COMPLETE THE FOLLOWING —
A. From the headings of the forum thread about the Armstrong interview, list every distinct username that posted in it.
B. Copy out the lines of the records starting at the line containing "Given the picture above, confirm whether the hazy" and ending at the line containing "[0,0,75,40]". Leave out the pictures.

-- start of TEXT SEGMENT --

# Cyclingnews talks to Armstrong - Interview part 1.



## Pedrosanchezo (6 Nov 2013)

http://m.cyclingnews.com/features/lance-armstrong-exclusive-interview-part-1

"The now disgraced Texan has agreed to sit down with _Cyclingnews_ Editor Daniel Benson for a face-to-face interview in his new temporary home in a sleepy suburban district of Austin."


----------



## rich p (6 Nov 2013)

part 2 is already out too, Pedro. Same obfuscation, lies, self-justification and bullshit.


----------



## Pro Tour Punditry (6 Nov 2013)

I have lost interest in Lance Armstrong and his lies. He should slide back under his stone in my opinion and only be quoted when he is in front of a judge and utters the word "guilty" when asked how he pleads.

I know that might seem harsh to some who he inspired but that's how I feel.


----------



## rich p (6 Nov 2013)

He still keeps banging on about being only willing to tell the whole truth to WADA or the UCI.
What's stopping him FFS? Go on then Lancey boy - I'm sure they'll listen. Feckin' tosser.


----------



## Pedrosanchezo (6 Nov 2013)

rich p said:


> He still keeps banging on about being only willing to tell the whole truth to WADA or the UCI.
> What's stopping him FFS? Go on then Lancey boy - I'm sure they'll listen. Feckin' tosser.


I am sure it is a case of "i'll tell all if you reduce my ban, if you don't then you will never know everything". Even now he is simply doing what serves him best in the position he finds himself. His one admirable quality is that he is a born fighter - sadly though he fights only for himself or his own interests. He still tries to manipulate everyone and everything around him.



Marmion said:


> I have lost interest in Lance Armstrong and his lies. He should slide back under his stone in my opinion and only be quoted when he is in front of a judge and utters the word "guilty" when asked how he pleads.
> 
> I know that might seem harsh to some who he inspired but that's how I feel.



As for him crawling under a rock or disappearing? Not gona happen anytime soon i'm afraid. Every doping case or grand tour winner will be linked with Armstrong by the media, not to mention the multitude of big screen tales due out in the next few years.


----------



## beastie (7 Nov 2013)

He's such a daffodil.....aaaarrrggghhhh


----------



## Pedrosanchezo (7 Nov 2013)

Part 2

http://www.cyclingnews.com/features/lance-armstrong-exclusive-interview-part-2


----------



## Noodley (7 Nov 2013)

Ignore him. 

I am.

Those in the media who did not speak out before should, in my opinion, try to make some kind of effort to ignore him now. And not scurry off to speak to him on his terms. Nobbers.



Marmion said:


> ...only be quoted when he is in front of a judge and utters the word "guilty" when asked how he pleads.


 
Exactly.


----------



## Flying_Monkey (7 Nov 2013)

-- end of TEXT SEGMENT --
-- start of SUPPLIED DATA --

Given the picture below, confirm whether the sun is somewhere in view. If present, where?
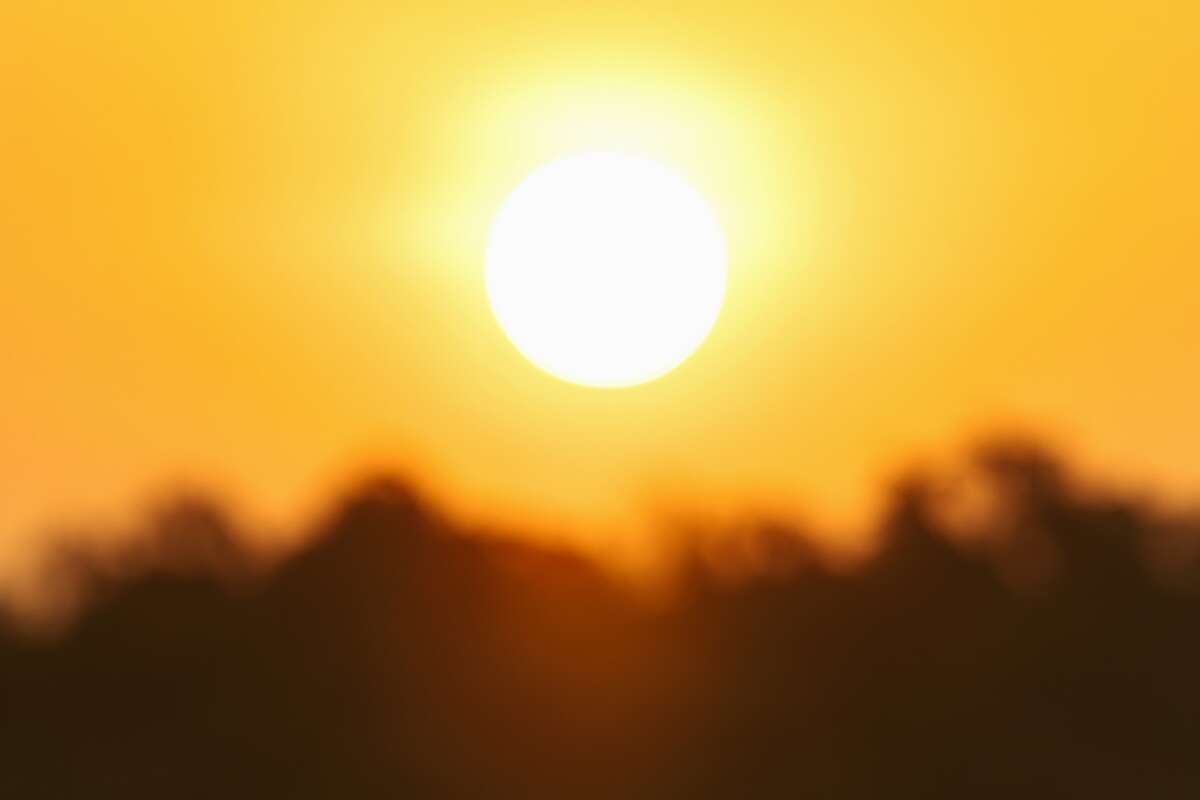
[486,152,726,387]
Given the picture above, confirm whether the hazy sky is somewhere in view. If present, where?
[0,0,1200,570]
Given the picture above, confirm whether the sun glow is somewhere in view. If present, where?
[486,152,726,387]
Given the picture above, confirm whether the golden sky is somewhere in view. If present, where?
[0,0,1200,571]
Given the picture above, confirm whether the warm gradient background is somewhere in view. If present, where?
[0,0,1200,585]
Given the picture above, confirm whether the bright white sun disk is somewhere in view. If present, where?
[486,152,726,386]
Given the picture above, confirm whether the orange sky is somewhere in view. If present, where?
[0,0,1200,573]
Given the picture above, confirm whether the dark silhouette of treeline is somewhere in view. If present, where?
[0,441,1200,799]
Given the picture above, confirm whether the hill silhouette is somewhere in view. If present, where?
[0,441,1200,800]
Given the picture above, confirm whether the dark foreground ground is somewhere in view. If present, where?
[0,445,1200,799]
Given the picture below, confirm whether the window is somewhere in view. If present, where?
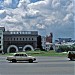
[20,38,21,40]
[29,38,30,40]
[26,38,27,40]
[23,38,24,40]
[0,46,1,48]
[32,38,33,40]
[14,38,15,40]
[8,38,9,40]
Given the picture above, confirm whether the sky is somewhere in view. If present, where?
[0,0,75,40]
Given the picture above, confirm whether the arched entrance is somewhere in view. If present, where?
[23,45,34,51]
[7,45,18,53]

-- end of SUPPLIED DATA --

SOLVED PROBLEMS —
A.
Pedrosanchezo
rich p
Pro Tour Punditry
beastie
Noodley
Flying_Monkey

B.
Given the picture above, confirm whether the hazy sky is somewhere in view. If present, where?
[0,0,1200,570]
Given the picture above, confirm whether the sun glow is somewhere in view. If present, where?
[486,152,726,387]
Given the picture above, confirm whether the golden sky is somewhere in view. If present, where?
[0,0,1200,571]
Given the picture above, confirm whether the warm gradient background is somewhere in view. If present, where?
[0,0,1200,585]
Given the picture above, confirm whether the bright white sun disk is somewhere in view. If present, where?
[486,152,726,386]
Given the picture above, confirm whether the orange sky is somewhere in view. If present, where?
[0,0,1200,573]
Given the picture above, confirm whether the dark silhouette of treeline is somewhere in view. If present, where?
[0,441,1200,799]
Given the picture above, confirm whether the hill silhouette is somewhere in view. If present, where?
[0,441,1200,800]
Given the picture above, confirm whether the dark foreground ground is somewhere in view. If present, where?
[0,445,1200,799]
Given the picture below, confirm whether the window is somewhere in view. If present, where?
[20,38,21,40]
[29,38,30,40]
[26,38,27,40]
[23,38,24,40]
[0,46,1,48]
[32,38,33,40]
[14,38,15,40]
[8,38,9,40]
Given the picture above, confirm whether the sky is somewhere in view. If present, where?
[0,0,75,40]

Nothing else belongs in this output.